TEXTAUSZUG >>
**********

Große Hydrologische Exkursion 2006
Ein Erlebnisbericht des Jahrganges 2002
Dauer: 30.07.2006 – 10.08.2006
Es war soweit, die große hydrologische Exkursion stand vor der Tür. Für uns bedeutete das jedoch nicht nur Vorfreude auf eine spannende Forschungsreise sondern auch ein wenig Wehmut, denn immerhin sollte dies die letzte Unternehmung sein, die unser Jahrgang im Rahmen des Studiums gemeinsam verbrachte.
Aber zunächst einmal hieß es: Auf in die Berge!
30.07.2006 Ankunft in Bregenz
Nach einer recht langen Fahrt von Dresden nach Bregenz nutzten wir den Rest des Anreisetages zum Sonnetanken und zum Baden im Bodensee.
Am Abend gab es im Garten der Jugendherberge Abendbrot in geselliger Runde.
31.07.2006 Besichtigung der Rheinregulierung, der neuen Rheinmündung und der Leitdämme im Bodensee; Zwischenstopp in der Aacheschlucht und Weiterfahrt zum Grimselhospiz
Der nächste Tag begann mit der Besichtigung der Ausstellungshallen des "Rhein Schauen" e.V. Hier erfuhren wir zahlreiche Details zum Thema Rheinregulierung, welche zur Verringerung der Geschiebeablagerungen in den Buchten des Bodensees sowie des Hochwasserschutzes dienen soll. Das Jahrhundertprojekt der Rheinregulierung (Fertigstellung ca. 2015) wird durch eine Verlängerung des Rheinlaufes mittels Dämmen durchgeführt, welche den Verlauf des Flusses innerhalb des Bodensees korrigieren. Nach dem theoretischen Teil, fuhren wir mit der Vereinseigenen Schmalspurbahn an den "Fuß" der Rheinregulierung und konnten uns somit selbst ein Bild der gigantischen Dammanlage machen und die eine oder andere Frage zum Objekt direkt vor Ort klären.

**********

ERFASSTE DATENSÄTZE >>
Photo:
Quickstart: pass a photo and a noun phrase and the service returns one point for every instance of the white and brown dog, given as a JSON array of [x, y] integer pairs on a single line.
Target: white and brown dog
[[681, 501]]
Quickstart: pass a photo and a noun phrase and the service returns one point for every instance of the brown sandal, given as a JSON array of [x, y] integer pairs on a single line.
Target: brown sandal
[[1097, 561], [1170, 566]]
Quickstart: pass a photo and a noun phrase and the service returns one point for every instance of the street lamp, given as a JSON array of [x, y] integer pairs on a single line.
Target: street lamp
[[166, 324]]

**********

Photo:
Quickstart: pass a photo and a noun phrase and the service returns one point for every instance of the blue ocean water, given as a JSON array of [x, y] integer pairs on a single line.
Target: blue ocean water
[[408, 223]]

**********

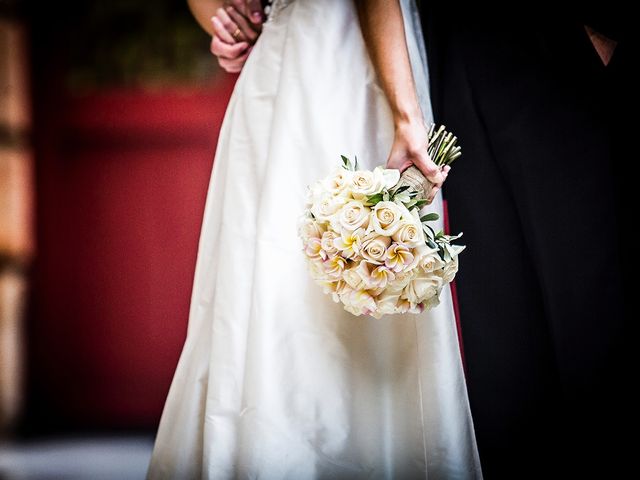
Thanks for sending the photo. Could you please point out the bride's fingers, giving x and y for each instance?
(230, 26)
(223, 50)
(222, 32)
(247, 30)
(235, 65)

**********

ARBEITSAUFTRÄGE >>
**a.** Prüfen Sie, ob die folgenden Aussagen mit dem Exkursionsbericht übereinstimmen. Antworten Sie jeweils mit Ja oder Nein und zitieren Sie die entscheidende Textstelle wörtlich: (i) Die Anreise führte von Dresden nach Bregenz. (ii) Die Rheinregulierung soll etwa 2010 fertiggestellt werden. (iii) Am Ankunftstag wurde im Garten der Jugendherberge zu Abend gegessen.
**b.** Schreiben Sie den Exkursionsbericht im Anschluss an seinen letzten Satz weiter.

LÖSUNGEN >>
**a.**
(i) Ja – „Nach einer recht langen Fahrt von Dresden nach Bregenz“
(ii) Nein – „Fertigstellung ca. 2015“
(iii) Ja – „Am Abend gab es im Garten der Jugendherberge Abendbrot in geselliger Runde.“

**b.**
Nach der Führung bekamen wir eine großzügige Stärkung, bevor es dann in Richtung Grimselpass weiter ging.
Auf dem Weg zum Grimselpass wurden wir Zeugen, eines Motorradunfalls. Zum Glück überlebte der Fahrer, das Warten auf Polizei und Krankenwagen dauerte jedoch ewig, wodurch einige von uns erst sehr spät wieder den Weg in Richtung Grimselpass aufnehmen konnten.
Während ein Teil unserer Gruppe sich die wunderschöne Aacheschlucht ansah, blieb etwas Zeit für eine kleine Abkühlung unserer Härtesten. Während die Anderen der schönen Landschaft frönten sprangen sie bei Sprühregen und Gänsehautwetter beherzt in die Fluten des erstbesten Baches.
Je näher wir dem Grimselpass kamen, desto dichter wurden die Wolken. In dieser bizarren Atmosphäre bahnten wir uns den Weg hinauf zum Pass und waren sichtlich erleichtert, als uns die ersten Lampen der Zufahrtsrampe des Hospizes, welches uns als Quartier dienen sollte, entgegen leuchteten.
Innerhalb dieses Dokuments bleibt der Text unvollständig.